- [Stated task]
Rewrite the entries below with every "segment every instance" changed to "outline each instance" and everything else kept the same. Leave the pictures out of your answer.

- [Data extract]
============================================================

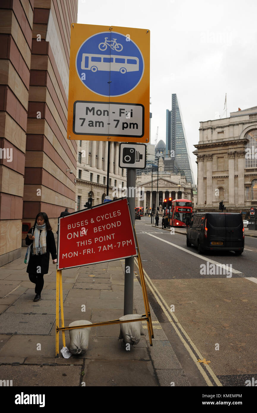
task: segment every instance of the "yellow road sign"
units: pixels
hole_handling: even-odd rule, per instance
[[[150,33],[71,26],[67,138],[149,142]]]

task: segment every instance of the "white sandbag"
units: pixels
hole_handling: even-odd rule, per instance
[[[133,320],[135,318],[141,318],[142,315],[138,314],[128,314],[119,318],[119,320],[123,321],[125,320]],[[129,343],[132,345],[138,344],[140,340],[141,331],[141,321],[135,321],[134,323],[123,323],[120,324],[121,331],[119,339],[123,339],[123,341],[126,344]]]
[[[75,325],[86,325],[88,324],[92,324],[92,323],[86,320],[79,320],[71,323],[69,326],[72,327]],[[88,348],[90,330],[91,327],[87,327],[86,328],[77,328],[69,330],[71,340],[69,349],[73,354],[83,354],[86,353]]]

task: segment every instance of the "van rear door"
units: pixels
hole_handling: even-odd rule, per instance
[[[225,214],[226,247],[243,247],[243,218],[240,214]]]
[[[207,246],[215,248],[226,247],[225,214],[223,212],[206,214],[207,218]]]

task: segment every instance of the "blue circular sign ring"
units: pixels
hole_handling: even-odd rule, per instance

============================================================

- [Answer for the task]
task: outline each instance of the "yellow road sign"
units: pixels
hole_handling: even-odd rule, per instance
[[[150,33],[71,26],[67,138],[149,142]]]

task: outline each instance of the "white sandbag"
units: pixels
hole_handling: even-odd rule, per instance
[[[133,320],[135,318],[141,318],[142,315],[138,314],[128,314],[119,318],[119,320],[123,321],[125,320]],[[129,343],[132,345],[138,344],[140,340],[141,331],[141,321],[135,321],[134,323],[123,323],[120,324],[121,331],[119,339],[123,339],[123,341],[126,344]]]
[[[75,325],[86,325],[88,324],[92,324],[92,323],[86,320],[79,320],[71,323],[69,326],[72,327]],[[88,348],[90,330],[91,327],[87,327],[86,328],[77,328],[69,330],[71,340],[69,349],[73,354],[83,354],[86,353]]]

task: outline each instance of the "van rear door"
units: pixels
hole_handling: even-odd rule, per instance
[[[225,214],[226,247],[243,247],[243,218],[240,214]]]
[[[207,246],[215,248],[226,247],[225,214],[223,212],[206,214],[207,218]]]

task: outline each instance of the "blue circular sign ring"
units: pixels
hole_handling: even-odd rule, per instance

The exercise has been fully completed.